Work order
From the line that contains "Expected content: blurred" to the last line of the data, every line is to be transcribed exactly; no other line is to be included.

Data for the task
______

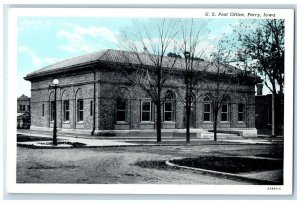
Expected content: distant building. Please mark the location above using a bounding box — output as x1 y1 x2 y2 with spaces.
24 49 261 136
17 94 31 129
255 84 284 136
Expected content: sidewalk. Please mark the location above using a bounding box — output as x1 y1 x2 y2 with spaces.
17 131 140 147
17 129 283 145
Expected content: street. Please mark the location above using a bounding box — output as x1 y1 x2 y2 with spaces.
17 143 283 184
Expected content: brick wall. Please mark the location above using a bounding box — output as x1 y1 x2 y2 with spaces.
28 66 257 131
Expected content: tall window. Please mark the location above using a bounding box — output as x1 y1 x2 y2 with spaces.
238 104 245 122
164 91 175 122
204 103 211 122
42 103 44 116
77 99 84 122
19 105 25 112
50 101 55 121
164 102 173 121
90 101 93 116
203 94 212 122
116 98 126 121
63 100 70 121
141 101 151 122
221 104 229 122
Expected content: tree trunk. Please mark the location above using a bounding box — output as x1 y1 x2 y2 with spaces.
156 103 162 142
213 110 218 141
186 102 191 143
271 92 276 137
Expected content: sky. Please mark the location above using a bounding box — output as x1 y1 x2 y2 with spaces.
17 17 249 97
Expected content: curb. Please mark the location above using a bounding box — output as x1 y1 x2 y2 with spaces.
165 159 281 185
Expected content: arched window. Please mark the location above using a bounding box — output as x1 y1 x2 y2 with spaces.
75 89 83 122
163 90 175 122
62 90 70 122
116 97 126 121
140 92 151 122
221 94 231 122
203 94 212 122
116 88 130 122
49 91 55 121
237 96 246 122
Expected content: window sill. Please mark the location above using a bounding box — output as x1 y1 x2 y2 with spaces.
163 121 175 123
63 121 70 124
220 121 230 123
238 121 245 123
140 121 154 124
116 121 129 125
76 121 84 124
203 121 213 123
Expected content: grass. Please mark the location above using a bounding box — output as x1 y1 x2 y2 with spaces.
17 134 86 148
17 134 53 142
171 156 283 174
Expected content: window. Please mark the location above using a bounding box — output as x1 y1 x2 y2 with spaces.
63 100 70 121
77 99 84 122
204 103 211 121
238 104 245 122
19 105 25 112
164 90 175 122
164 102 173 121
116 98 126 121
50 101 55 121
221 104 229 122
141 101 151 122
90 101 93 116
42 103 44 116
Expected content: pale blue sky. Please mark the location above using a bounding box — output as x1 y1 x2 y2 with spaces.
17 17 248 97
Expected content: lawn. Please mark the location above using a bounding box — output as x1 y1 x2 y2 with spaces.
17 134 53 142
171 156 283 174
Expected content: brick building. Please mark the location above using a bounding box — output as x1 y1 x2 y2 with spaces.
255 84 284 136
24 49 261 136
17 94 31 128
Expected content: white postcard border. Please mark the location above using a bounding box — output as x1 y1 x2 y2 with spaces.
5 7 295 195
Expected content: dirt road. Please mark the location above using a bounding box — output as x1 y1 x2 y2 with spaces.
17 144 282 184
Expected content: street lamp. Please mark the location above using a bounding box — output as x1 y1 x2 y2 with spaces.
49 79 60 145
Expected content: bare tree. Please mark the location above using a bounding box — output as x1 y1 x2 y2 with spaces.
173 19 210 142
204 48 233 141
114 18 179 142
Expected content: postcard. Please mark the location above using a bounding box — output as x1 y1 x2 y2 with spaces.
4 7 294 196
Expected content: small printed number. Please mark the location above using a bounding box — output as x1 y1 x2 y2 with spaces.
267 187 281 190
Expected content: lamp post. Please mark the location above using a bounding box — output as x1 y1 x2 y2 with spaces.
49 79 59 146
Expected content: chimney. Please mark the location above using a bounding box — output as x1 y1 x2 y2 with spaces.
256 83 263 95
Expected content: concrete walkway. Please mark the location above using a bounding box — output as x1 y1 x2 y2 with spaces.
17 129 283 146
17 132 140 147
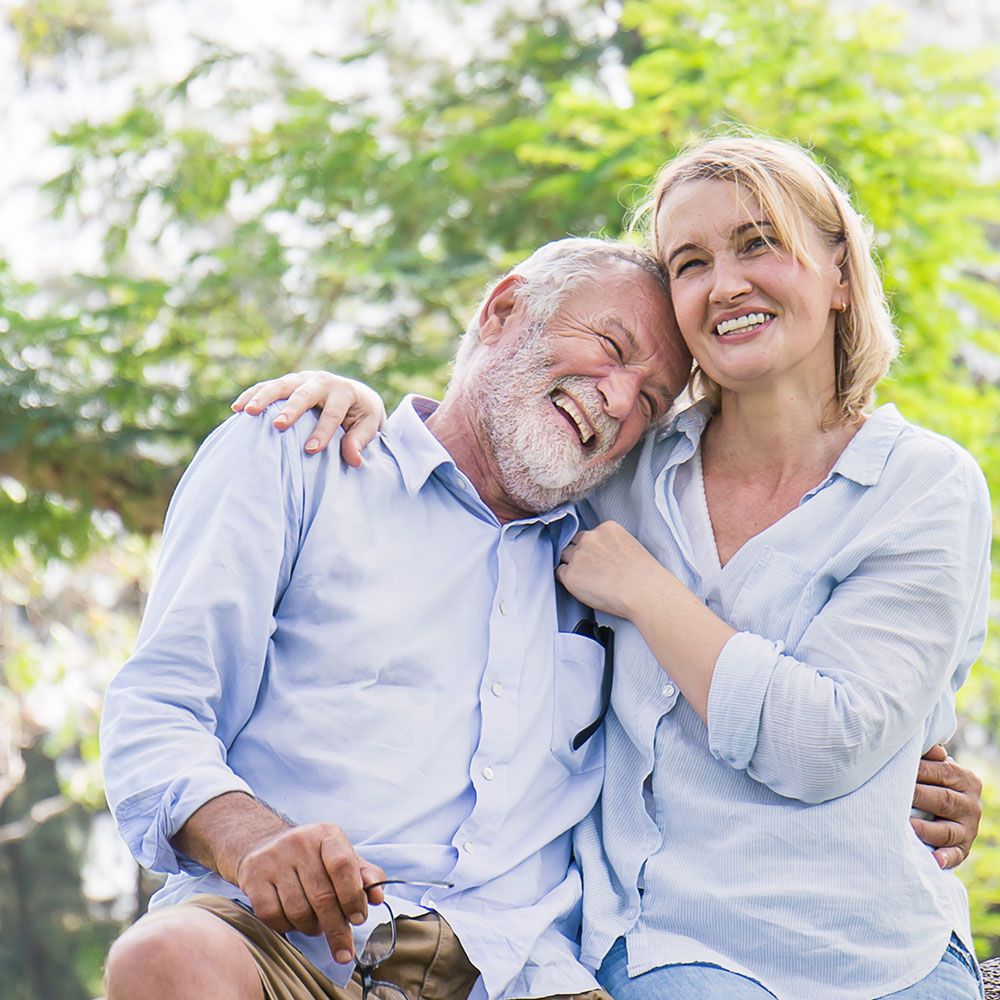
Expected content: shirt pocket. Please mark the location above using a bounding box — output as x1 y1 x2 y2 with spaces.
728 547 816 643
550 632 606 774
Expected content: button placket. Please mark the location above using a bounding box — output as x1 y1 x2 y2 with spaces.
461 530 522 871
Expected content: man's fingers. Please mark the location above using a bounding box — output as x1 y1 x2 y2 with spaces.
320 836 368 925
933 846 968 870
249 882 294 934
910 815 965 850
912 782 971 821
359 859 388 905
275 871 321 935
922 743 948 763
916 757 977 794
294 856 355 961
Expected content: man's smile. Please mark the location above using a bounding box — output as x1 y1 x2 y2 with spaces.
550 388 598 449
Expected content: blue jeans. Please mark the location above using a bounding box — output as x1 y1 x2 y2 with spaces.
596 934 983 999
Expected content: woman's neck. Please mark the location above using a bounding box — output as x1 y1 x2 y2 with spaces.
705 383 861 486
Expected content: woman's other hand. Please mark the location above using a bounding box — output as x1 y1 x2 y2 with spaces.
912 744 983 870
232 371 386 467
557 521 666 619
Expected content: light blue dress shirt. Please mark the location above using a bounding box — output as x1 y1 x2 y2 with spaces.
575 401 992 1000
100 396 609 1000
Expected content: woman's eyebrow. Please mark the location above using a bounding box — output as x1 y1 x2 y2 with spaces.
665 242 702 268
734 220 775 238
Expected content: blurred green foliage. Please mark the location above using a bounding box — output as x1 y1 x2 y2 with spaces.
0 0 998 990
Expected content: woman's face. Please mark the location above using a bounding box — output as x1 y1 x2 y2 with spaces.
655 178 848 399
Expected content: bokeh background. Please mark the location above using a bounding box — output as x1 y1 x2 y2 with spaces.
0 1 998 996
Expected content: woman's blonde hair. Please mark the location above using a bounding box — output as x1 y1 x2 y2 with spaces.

______

Result of the task
Expected content: blurred green foliage. Please mark the location above using a bounding box — output as x1 y1 x2 y2 with spaces.
0 0 998 990
Expected content: woman's face. Please mark the location above using a bounding box — output as x1 y1 x2 y2 with spaces.
655 178 848 399
Expected content: bokeh background. Please mark the location above using a bounding box — output as x1 y1 x2 y2 with spaces.
0 1 998 996
Expected content: woman's blonde hair. Please mark the location above using a bounding box — output as x1 y1 x2 y2 with spaces.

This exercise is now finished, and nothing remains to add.